— Text segment —
┏━━

QwenLM / Qwen2-VL

Qwen2-VL is the multimodal large language model series developed by Qwen team, Alibaba Cloud.
Apache License 2.0
2.7k stars 155 forks source link

Bug in beam_search: memory allocation #334

Open greeksharifa opened 2 weeks ago

greeksharifa commented 2 weeks ago

If run this code:

model = Qwen2VLForConditionalGeneration.from_pretrained(
    "Qwen/Qwen2-VL-7B-Instruct",
    torch_dtype=torch.bfloat16,
    attn_implementation="flash_attention_2",
    device_map="auto",
    cache_dir="/model/Qwen/"
)
(...)

messages = [
    {
        "role": "user",
        "content": [
            {
                "type": "video",
                "video": "/data/NExTQA/NExTVideo/total/9996338863.mp4",
                # "image": "https://qianwen-res.oss-cn-beijing.aliyuncs.com/Qwen-VL/assets/demo.jpeg",
            },
            {"type": "text", "text": "Describe this video."},
        ],
    }
]
(...)
outputs = model.generate(**inputs, max_new_tokens=10, return_dict_in_generate=True, output_scores=True, do_sample=True, num_beams=2)

Then OutofMemoryError occurs:

torch.OutOfMemoryError: CUDA out of memory. Tried to allocate 538976288.13 GiB. GPU 1 has a total capacity of 47.54 GiB of which 43.55 GiB is free. Process 741857 has 3.97 GiB memory in use. Of the allocated memory 3.19 GiB is allocated by PyTorch, and 478.31 MiB is reserved by PyTorch but unallocated. If reserved but unallocated memory is large try setting PYTORCH_CUDA_ALLOC_CONF=expandable_segments:True to avoid fragmentation.  See documentation for Memory Management  (https://pytorch.org/docs/stable/notes/cuda.html#environment-variables)

in 6 x A6000 GPUs.

The Tried to allocate 538976288.13 GiB. message in error message is such ridiculous numeric.

p.s. following code works, in our GPU server(this code works in only 1 Nvidia A6000).

outputs = model.generate(**inputs, max_new_tokens=10, return_dict_in_generate=True, output_scores=True)
HemanthoDarwin-RabertKennedy-ZS0532 commented 13 hours ago

Use the Image optimization to do the minimal usage of GPU during inferencing.The code for the image optimization is as follow:

min_pixels = 256 * 28 * 28
max_pixels = 1280 * 28 * 28
processor = AutoProcessor.from_pretrained(
    "Qwen/Qwen2-VL-7B-Instruct", min_pixels=min_pixels, max_pixels=max_pixels
)

┗━━

— Stated exercise A —
List every keyword argument, with its value, that the bug report passes to Qwen2VLForConditionalGeneration.from_pretrained when loading the model.

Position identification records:
┏━━

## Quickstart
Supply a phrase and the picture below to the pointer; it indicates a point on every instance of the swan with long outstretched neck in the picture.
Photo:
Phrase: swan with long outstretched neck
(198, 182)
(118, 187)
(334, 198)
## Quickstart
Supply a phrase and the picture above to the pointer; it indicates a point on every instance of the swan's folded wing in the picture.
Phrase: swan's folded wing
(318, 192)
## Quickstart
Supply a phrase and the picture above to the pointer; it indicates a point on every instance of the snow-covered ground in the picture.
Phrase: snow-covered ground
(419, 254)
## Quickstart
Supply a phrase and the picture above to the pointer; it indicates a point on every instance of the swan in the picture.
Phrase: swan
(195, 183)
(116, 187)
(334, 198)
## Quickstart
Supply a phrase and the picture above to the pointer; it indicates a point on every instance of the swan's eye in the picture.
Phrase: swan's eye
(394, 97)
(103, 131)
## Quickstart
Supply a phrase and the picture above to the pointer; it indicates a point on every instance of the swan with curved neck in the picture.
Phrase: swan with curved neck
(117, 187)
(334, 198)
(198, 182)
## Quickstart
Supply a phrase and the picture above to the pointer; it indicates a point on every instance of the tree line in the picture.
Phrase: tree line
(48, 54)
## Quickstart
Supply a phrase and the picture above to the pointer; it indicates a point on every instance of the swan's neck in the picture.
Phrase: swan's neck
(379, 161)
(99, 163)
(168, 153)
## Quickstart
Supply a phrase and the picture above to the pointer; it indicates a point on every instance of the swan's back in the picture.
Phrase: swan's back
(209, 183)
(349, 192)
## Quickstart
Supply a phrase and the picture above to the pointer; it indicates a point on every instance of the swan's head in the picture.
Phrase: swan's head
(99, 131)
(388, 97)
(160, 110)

┗━━

— Stated exercise B —
Pull out every line of the rows that contains the string "folded", treating case as significant.

— Complete response A —
- torch_dtype=torch.bfloat16
- attn_implementation="flash_attention_2"
- device_map="auto"
- cache_dir="/model/Qwen/"

— Complete response B —
Supply a phrase and the picture above to the pointer; it indicates a point on every instance of the swan's folded wing in the picture.
Phrase: swan's folded wing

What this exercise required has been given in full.